• _Available data_

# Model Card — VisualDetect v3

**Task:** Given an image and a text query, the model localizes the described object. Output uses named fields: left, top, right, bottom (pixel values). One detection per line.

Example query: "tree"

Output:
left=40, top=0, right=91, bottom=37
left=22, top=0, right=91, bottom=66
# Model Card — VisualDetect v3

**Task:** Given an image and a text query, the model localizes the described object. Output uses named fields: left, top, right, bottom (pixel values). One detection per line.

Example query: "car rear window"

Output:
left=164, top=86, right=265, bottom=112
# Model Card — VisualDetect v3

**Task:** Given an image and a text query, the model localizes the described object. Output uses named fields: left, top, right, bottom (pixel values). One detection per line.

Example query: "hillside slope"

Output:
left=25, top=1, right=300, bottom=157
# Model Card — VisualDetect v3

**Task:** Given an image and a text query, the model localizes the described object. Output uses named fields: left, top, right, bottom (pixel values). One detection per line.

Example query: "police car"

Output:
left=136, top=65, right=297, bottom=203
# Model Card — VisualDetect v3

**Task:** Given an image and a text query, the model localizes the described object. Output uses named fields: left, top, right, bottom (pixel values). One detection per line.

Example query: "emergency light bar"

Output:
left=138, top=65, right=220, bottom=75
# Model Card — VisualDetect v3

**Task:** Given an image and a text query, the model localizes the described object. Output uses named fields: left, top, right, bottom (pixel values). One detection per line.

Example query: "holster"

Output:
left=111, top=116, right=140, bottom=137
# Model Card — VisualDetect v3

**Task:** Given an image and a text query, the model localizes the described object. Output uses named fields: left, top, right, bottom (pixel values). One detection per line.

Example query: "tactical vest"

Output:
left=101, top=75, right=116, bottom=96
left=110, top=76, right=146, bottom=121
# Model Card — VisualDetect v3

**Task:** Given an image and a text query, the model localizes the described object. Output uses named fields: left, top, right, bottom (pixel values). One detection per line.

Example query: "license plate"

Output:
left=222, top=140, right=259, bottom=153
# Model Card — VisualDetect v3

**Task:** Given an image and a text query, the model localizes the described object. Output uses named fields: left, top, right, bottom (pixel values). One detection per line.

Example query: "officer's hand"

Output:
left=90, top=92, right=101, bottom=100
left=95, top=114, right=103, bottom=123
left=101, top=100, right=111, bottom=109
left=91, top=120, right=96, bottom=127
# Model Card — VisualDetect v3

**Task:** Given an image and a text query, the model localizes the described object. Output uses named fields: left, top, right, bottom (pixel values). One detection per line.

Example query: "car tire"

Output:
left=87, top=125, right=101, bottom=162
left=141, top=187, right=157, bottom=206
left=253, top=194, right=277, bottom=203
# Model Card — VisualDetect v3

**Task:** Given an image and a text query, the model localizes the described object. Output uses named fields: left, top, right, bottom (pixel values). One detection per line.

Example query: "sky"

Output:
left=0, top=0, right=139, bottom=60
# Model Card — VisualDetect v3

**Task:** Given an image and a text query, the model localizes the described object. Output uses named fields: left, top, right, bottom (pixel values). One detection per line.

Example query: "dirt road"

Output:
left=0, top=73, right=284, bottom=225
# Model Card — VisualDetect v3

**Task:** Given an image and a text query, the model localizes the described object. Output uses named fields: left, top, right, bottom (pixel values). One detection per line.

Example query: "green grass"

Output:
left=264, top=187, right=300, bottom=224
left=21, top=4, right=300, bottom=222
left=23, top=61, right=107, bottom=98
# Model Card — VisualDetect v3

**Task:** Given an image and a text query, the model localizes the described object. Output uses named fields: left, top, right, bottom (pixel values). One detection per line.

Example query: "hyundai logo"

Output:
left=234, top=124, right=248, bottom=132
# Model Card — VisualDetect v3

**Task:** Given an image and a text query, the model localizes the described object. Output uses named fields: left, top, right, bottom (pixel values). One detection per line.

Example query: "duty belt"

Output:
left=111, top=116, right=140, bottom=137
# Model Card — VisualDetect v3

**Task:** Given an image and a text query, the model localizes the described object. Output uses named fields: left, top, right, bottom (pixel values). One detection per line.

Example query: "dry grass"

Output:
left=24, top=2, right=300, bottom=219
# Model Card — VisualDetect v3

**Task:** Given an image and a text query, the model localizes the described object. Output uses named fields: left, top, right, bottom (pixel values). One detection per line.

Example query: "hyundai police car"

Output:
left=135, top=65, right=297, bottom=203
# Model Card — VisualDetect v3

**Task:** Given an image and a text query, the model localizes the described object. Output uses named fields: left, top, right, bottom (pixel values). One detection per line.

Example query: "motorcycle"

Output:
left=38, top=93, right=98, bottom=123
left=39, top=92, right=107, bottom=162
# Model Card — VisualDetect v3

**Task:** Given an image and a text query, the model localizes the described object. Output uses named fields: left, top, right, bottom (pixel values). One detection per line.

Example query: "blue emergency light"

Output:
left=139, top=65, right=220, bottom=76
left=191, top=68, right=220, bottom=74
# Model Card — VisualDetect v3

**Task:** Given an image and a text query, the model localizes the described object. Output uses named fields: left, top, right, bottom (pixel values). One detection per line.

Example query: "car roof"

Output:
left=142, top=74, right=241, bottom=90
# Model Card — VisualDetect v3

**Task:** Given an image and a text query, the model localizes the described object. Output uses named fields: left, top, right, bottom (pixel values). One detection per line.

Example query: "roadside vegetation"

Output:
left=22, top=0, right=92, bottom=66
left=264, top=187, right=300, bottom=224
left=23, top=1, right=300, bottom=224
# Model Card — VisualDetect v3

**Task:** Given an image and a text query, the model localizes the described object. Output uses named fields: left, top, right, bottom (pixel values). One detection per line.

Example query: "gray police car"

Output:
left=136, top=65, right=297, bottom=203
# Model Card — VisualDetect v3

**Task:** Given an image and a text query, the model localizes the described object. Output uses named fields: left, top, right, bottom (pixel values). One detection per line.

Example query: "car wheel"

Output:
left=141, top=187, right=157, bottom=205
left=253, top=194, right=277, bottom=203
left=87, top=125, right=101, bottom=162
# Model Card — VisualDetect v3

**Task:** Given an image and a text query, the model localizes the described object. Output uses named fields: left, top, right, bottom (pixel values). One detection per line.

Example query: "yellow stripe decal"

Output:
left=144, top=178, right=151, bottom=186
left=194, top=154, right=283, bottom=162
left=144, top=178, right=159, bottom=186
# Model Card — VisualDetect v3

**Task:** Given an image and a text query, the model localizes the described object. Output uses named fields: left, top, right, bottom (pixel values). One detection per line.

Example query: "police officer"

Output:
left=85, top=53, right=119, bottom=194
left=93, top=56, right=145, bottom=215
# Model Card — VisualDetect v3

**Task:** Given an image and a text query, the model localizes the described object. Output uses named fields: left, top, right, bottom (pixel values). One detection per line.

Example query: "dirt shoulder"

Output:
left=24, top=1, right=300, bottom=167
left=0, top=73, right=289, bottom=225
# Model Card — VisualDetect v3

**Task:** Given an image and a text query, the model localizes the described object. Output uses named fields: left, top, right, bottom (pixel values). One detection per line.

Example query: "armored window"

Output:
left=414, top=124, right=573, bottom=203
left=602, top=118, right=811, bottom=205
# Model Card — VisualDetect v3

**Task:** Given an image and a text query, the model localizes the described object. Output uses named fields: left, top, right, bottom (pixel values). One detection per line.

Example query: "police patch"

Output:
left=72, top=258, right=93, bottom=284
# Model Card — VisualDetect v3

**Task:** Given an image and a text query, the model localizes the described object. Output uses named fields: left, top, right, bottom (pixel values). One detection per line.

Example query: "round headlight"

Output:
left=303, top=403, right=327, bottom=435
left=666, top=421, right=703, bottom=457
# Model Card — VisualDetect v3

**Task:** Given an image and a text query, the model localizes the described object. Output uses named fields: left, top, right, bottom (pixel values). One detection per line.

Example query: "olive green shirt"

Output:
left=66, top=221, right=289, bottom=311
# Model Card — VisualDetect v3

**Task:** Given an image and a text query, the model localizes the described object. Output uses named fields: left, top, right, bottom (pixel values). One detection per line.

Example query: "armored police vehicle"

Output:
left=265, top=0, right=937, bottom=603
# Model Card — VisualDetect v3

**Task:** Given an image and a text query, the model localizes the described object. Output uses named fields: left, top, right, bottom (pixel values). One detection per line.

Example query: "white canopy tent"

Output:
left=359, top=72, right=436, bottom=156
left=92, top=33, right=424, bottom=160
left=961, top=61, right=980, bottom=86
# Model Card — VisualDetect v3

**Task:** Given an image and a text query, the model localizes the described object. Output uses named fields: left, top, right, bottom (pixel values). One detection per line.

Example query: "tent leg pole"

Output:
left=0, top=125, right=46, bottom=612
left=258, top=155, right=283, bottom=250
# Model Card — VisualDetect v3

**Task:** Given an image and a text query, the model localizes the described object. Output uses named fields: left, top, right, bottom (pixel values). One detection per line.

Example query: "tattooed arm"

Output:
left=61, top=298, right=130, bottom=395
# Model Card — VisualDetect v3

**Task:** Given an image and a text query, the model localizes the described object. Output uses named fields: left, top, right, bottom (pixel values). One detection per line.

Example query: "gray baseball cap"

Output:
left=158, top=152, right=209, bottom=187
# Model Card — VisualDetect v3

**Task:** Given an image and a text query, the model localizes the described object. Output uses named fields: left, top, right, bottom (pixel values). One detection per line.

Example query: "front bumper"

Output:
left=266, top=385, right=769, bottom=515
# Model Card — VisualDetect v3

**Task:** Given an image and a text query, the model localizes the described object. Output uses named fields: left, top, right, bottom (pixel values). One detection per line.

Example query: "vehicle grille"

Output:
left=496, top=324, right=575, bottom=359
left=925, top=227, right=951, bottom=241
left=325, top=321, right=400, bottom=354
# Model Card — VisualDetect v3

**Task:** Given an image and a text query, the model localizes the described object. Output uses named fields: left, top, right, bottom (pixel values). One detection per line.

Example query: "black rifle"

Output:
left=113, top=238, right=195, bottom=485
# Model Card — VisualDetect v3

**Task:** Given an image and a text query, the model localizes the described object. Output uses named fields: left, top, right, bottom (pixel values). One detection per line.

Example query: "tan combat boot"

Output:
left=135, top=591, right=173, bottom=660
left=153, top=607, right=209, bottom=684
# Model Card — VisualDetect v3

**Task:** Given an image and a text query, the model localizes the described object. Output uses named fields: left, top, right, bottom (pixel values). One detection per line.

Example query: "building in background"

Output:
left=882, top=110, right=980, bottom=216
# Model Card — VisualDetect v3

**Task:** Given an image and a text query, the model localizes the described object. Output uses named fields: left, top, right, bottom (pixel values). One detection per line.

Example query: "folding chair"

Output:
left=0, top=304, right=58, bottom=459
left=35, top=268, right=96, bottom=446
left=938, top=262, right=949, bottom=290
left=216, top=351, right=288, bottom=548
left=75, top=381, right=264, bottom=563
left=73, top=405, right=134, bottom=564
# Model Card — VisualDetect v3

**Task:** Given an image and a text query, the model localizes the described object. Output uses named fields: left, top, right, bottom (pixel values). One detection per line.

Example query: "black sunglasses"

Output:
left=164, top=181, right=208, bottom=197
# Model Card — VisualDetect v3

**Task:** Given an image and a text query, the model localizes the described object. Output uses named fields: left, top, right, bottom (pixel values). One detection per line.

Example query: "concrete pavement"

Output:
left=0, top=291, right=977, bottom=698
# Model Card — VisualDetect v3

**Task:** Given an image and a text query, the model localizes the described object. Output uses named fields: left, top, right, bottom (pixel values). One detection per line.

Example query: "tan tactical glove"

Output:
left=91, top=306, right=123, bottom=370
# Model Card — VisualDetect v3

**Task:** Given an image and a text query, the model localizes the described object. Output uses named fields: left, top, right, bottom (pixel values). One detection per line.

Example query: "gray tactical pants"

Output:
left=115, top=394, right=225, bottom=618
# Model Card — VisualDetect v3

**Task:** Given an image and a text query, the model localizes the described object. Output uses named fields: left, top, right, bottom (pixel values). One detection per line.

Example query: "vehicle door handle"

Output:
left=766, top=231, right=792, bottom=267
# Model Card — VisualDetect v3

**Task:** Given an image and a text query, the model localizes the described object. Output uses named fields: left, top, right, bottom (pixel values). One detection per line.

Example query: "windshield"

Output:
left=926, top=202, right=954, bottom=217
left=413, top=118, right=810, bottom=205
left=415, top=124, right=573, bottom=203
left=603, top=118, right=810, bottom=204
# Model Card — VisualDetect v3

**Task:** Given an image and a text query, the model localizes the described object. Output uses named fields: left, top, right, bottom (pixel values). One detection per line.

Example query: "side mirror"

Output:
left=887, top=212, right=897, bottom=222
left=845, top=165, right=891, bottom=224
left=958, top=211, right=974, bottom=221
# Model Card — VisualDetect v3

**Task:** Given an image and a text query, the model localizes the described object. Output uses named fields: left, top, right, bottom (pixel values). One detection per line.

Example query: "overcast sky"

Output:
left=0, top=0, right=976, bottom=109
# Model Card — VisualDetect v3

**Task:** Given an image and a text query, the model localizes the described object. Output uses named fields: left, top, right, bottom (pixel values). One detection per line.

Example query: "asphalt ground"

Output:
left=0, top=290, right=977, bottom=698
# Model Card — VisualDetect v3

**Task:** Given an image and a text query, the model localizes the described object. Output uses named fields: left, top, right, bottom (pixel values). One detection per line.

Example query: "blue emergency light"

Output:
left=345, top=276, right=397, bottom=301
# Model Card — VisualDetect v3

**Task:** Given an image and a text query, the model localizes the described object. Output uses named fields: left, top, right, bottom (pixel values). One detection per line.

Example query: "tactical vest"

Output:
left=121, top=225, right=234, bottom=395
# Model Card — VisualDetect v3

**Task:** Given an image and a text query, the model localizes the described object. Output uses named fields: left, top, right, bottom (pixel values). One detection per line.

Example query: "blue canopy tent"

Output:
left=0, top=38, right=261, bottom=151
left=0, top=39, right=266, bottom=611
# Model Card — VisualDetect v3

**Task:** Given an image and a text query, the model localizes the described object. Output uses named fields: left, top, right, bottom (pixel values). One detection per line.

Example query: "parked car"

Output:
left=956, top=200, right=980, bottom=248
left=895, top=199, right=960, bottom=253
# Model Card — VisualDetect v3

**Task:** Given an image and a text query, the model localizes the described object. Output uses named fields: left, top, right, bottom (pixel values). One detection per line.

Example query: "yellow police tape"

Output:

• _Assigned task_
Look through the data and show every line containing "armored".

• _Finished task_
Example query: "armored window"
Example query: "armored police vehicle"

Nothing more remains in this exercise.